Data extract
- - - - - - -

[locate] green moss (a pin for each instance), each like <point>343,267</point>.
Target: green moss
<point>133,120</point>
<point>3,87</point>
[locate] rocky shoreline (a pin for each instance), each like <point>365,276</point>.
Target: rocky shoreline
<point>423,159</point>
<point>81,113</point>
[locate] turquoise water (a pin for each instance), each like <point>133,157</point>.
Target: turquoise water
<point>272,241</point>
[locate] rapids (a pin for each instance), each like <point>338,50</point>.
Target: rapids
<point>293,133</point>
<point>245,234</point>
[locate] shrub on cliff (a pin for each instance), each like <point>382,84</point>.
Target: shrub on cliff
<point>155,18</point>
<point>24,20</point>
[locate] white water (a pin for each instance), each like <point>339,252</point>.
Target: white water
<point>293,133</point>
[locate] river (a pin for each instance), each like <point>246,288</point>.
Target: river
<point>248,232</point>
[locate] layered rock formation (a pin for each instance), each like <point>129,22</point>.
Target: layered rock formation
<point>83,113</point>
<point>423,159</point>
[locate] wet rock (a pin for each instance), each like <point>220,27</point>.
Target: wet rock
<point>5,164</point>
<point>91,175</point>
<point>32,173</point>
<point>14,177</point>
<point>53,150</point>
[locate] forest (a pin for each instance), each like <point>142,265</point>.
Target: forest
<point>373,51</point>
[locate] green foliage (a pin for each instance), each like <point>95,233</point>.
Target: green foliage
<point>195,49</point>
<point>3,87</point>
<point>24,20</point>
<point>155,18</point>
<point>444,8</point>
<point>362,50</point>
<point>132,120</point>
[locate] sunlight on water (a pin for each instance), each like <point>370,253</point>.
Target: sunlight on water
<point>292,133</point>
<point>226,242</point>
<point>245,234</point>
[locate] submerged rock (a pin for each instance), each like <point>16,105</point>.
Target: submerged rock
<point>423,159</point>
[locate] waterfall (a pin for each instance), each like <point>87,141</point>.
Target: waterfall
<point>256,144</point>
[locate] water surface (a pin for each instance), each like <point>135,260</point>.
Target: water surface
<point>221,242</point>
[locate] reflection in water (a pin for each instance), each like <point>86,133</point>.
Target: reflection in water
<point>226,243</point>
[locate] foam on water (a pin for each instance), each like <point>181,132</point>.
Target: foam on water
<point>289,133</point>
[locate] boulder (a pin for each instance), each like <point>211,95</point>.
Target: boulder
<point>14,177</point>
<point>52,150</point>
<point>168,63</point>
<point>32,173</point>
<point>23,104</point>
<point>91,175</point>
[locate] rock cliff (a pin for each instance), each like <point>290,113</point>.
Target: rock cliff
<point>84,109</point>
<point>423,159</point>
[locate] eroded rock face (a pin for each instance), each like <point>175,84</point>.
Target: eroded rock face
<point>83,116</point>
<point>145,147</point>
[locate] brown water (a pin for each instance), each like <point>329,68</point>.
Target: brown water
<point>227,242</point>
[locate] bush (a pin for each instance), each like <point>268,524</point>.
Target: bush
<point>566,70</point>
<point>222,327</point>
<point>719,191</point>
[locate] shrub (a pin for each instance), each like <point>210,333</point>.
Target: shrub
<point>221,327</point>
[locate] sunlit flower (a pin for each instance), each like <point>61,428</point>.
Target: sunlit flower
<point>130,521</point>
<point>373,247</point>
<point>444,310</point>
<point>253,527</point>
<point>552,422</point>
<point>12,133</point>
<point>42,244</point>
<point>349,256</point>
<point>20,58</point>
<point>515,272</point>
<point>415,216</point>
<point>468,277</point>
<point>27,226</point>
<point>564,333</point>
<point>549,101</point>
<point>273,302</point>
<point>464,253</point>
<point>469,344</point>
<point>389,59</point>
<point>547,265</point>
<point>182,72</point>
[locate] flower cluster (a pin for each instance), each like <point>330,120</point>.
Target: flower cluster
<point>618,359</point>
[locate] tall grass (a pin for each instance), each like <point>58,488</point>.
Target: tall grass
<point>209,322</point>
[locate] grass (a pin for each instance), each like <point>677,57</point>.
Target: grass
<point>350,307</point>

- - - - - - -

Your objective
Shift every coordinate in the answers by -141, and give all of the listing again from the line with "[locate] submerged rock" to the line with "<point>221,242</point>", inclusive, requests included.

Output of the task
[locate] submerged rock (a pin for each instance), each like <point>16,105</point>.
Target: submerged rock
<point>282,18</point>
[locate] waterfall (a pin for each instance), each like <point>87,141</point>.
Target: waterfall
<point>115,3</point>
[locate] water surface (a pin for each instance), each like <point>135,260</point>.
Target: water surface
<point>80,101</point>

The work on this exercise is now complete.